* **THE TASK**:
Render the lines from the one containing "In this picture, where can the white metal" through the final line as a JSON list of strings, one string per line, omitting any blank lines.
>> Begin DATA ENTRIES
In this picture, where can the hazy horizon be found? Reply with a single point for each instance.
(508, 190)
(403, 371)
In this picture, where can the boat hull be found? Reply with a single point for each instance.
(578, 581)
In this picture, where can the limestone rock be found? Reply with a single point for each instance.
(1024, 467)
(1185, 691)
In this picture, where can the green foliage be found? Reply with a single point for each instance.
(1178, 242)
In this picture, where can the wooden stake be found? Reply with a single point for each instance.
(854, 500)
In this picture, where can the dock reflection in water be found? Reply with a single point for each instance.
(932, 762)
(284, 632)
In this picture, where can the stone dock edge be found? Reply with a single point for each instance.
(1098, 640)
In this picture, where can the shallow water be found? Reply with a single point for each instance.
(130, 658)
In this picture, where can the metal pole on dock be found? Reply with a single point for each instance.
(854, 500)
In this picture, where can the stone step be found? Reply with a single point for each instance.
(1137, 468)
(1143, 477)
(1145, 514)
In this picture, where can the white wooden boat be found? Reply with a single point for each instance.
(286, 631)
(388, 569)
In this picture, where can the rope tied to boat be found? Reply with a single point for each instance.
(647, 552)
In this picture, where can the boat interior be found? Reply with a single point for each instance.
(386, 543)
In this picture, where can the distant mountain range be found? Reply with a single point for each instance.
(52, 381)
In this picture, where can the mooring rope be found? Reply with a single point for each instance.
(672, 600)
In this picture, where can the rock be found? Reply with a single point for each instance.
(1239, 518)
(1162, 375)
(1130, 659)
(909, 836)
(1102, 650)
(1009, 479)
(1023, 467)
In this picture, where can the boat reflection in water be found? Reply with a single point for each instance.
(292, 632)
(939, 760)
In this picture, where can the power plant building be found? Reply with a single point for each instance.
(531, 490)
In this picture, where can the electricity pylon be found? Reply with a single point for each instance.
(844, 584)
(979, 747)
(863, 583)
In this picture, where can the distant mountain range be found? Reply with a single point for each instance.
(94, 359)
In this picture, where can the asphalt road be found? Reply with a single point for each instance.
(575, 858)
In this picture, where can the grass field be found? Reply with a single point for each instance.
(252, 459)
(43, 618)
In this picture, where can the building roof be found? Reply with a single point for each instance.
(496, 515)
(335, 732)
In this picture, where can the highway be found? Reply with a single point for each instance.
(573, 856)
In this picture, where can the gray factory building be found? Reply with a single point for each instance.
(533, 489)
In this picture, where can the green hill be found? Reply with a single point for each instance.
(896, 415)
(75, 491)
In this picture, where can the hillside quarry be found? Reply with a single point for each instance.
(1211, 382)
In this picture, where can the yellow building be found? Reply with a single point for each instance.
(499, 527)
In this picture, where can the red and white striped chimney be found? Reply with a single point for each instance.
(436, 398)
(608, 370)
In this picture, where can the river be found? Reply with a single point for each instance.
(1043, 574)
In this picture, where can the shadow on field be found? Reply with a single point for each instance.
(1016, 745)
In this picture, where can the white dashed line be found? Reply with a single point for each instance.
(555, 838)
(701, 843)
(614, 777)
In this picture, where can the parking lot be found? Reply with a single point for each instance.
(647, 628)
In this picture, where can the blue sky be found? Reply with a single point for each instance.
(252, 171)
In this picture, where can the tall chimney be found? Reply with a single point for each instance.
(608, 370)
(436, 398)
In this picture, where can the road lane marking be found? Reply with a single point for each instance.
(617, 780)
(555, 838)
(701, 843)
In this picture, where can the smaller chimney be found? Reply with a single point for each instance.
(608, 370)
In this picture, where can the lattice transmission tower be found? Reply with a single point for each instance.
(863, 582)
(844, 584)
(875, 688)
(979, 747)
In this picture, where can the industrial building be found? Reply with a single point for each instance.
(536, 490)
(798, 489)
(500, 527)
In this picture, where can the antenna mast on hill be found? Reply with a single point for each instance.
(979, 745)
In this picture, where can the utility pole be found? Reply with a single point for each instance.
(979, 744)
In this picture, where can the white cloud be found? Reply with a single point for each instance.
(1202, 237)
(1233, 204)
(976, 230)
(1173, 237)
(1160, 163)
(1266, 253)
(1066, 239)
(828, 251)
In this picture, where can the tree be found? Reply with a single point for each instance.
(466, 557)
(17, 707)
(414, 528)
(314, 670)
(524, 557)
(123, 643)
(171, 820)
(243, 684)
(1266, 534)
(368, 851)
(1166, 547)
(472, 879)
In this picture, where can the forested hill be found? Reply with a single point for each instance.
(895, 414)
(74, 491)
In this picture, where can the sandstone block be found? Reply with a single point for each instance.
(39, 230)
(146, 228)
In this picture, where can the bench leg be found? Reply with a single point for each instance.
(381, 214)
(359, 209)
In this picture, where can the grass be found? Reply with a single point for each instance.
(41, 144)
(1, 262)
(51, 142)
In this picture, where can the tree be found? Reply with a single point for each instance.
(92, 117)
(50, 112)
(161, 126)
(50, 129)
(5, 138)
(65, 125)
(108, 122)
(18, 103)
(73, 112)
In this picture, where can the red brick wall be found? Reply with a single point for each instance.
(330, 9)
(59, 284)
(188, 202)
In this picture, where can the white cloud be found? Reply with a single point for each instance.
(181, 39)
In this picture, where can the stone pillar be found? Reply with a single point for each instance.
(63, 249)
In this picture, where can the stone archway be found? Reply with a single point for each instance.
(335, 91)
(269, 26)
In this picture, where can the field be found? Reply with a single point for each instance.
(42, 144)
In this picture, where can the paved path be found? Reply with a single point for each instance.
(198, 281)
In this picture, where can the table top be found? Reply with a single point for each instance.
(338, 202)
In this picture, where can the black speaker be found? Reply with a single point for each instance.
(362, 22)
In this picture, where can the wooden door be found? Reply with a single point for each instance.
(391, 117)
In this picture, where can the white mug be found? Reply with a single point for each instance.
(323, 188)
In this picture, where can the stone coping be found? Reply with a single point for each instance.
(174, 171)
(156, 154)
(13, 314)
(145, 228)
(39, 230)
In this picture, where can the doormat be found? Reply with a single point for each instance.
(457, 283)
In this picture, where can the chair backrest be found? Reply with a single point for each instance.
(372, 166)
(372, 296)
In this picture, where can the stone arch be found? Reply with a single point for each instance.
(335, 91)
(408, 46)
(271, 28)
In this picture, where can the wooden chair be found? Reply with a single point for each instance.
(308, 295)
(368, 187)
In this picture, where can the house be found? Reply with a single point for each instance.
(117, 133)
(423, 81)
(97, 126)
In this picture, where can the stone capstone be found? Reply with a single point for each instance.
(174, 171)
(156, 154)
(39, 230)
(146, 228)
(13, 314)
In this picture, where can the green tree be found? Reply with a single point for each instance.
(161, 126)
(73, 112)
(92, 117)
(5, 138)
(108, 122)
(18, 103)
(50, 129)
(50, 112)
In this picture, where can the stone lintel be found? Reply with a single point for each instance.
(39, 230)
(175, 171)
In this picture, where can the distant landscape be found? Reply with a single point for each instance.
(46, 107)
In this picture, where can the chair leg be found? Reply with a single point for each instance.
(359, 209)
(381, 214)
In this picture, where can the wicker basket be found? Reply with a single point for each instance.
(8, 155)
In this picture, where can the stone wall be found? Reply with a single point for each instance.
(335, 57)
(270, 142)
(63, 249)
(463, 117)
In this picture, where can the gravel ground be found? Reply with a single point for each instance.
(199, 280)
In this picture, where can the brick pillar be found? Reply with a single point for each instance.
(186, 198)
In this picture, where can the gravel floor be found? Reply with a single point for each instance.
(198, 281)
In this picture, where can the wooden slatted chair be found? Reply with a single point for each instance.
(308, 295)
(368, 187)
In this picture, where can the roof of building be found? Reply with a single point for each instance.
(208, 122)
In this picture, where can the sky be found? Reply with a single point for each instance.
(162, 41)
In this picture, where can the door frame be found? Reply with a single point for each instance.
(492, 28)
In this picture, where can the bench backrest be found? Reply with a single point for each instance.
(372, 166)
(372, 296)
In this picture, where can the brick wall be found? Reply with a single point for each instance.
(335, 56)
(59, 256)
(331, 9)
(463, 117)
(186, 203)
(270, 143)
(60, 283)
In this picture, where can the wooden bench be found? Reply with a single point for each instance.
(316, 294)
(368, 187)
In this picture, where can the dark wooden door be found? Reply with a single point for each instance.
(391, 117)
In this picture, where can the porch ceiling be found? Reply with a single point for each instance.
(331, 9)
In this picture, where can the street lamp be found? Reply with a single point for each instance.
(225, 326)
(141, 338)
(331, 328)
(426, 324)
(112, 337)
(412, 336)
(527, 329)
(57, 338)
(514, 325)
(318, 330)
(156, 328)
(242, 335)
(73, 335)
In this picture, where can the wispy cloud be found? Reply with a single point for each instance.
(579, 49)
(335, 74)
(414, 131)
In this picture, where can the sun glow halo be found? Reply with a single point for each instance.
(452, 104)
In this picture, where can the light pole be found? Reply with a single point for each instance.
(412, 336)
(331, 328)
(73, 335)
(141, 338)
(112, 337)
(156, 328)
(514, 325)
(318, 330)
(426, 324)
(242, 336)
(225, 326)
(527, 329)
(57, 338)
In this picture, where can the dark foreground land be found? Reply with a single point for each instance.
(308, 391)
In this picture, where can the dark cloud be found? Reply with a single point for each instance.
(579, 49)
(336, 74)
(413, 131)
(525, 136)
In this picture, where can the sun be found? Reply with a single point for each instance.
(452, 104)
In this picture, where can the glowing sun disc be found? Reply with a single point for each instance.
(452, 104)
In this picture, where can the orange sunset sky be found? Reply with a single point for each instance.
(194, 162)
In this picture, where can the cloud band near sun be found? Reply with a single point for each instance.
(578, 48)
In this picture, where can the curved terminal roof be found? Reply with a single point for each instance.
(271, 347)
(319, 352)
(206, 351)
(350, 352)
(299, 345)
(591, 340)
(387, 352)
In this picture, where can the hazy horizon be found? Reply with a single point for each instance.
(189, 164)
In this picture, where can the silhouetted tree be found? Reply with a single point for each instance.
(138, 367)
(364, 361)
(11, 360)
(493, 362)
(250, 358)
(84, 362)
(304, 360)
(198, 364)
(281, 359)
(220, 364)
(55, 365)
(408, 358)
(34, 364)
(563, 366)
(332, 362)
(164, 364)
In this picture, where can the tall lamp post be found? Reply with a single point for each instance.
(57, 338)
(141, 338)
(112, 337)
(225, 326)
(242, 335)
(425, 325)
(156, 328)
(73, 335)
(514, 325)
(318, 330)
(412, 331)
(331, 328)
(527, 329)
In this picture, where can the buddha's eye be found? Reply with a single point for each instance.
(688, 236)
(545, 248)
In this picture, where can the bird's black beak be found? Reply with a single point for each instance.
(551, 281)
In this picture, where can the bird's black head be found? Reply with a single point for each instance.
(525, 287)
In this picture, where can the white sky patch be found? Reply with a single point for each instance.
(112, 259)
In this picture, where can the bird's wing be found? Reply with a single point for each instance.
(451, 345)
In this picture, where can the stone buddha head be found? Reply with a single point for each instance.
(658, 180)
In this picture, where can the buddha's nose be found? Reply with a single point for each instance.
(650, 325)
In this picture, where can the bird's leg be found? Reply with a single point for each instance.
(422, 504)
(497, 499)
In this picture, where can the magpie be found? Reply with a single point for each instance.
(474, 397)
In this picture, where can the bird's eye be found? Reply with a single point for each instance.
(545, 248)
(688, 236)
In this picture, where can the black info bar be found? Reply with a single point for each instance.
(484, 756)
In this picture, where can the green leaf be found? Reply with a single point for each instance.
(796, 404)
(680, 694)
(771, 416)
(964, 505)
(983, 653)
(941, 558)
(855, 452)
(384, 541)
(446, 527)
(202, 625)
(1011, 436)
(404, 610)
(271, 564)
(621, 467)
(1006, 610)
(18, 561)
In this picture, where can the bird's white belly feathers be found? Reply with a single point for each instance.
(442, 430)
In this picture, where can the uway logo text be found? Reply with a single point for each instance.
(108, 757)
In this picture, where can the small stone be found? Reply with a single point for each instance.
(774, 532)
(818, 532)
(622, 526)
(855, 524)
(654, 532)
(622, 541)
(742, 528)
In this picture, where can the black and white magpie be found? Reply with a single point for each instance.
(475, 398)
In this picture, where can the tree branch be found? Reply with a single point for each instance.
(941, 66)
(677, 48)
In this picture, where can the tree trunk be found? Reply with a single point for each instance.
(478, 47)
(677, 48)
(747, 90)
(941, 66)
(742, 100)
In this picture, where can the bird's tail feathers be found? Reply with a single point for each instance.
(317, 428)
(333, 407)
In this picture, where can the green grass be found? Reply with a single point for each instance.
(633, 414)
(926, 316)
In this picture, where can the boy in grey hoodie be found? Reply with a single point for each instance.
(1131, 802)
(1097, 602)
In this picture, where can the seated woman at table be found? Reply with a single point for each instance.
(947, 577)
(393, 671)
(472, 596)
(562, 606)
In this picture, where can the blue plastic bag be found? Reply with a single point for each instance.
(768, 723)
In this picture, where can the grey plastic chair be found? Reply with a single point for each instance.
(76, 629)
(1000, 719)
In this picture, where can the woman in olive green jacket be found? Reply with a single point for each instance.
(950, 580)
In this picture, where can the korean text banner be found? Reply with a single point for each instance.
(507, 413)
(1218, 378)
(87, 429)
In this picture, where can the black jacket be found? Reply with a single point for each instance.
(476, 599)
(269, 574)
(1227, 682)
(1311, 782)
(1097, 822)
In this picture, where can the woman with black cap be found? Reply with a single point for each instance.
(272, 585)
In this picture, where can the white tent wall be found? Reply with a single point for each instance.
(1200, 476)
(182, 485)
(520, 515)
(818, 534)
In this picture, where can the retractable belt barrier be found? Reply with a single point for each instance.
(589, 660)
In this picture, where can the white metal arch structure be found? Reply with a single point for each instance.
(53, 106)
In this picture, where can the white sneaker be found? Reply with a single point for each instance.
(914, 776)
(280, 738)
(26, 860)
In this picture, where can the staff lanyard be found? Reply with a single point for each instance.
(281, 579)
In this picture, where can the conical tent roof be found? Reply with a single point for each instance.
>> End DATA ENTRIES
* **CORRECT RESPONSE**:
[
  "In this picture, where can the white metal arch structure be found? Reply with a single point for each instance.",
  "(53, 106)",
  "In this picture, where can the white sneaker be found? Reply with a single point for each instance.",
  "(914, 776)",
  "(280, 738)",
  "(26, 860)",
  "In this picture, where can the staff lanyard be found? Reply with a single point for each instance.",
  "(281, 579)",
  "In this picture, where can the conical tent roof be found? Reply with a single point for each instance."
]